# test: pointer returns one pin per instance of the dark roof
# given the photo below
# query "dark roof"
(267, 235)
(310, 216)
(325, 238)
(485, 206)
○ ○ ○ ○
Requirements -
Rewrite the data with every "dark roof" changed to "gray roof", keeping all other lines and characters the same.

Correct answer -
# test: pointer returns one pin per instance of the gray roof
# given the photo below
# query "gray roof"
(267, 235)
(310, 216)
(325, 238)
(485, 206)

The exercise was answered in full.